___ Data shown

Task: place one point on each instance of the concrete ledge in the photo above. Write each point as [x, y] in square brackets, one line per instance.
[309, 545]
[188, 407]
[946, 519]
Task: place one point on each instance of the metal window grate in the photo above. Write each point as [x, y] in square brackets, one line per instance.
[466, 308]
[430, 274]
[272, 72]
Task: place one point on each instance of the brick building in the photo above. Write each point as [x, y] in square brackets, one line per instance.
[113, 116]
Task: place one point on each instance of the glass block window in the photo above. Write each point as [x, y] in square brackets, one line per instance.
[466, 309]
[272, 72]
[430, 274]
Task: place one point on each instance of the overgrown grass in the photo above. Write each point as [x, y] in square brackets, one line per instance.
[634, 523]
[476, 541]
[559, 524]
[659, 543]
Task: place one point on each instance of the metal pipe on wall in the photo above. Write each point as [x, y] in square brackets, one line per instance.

______
___ Data shown

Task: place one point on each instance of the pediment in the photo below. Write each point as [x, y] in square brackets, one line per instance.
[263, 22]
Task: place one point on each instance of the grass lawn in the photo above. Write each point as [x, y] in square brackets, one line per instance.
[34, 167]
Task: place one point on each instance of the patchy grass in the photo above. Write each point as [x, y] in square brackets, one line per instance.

______

§ **Your goal**
Starting at the line that has "Task: place one point on each instance of the pediment" in the records above, restate word for word every line until the one that has "Task: place one point on each instance of the patchy", and include that one as well.

§ **Your response**
Task: place one point on each instance of the pediment in the photo below. Write each point as [x, y] in square brackets, one line per instance.
[263, 22]
Task: place one point on each instance of the grass lawn in the photo above. Write each point as [x, y] in square brackets, one line per instance.
[34, 167]
Task: place one point on each instance of the patchy grass in the photo above. Write each point as [x, y] in square brackets, one line per instance.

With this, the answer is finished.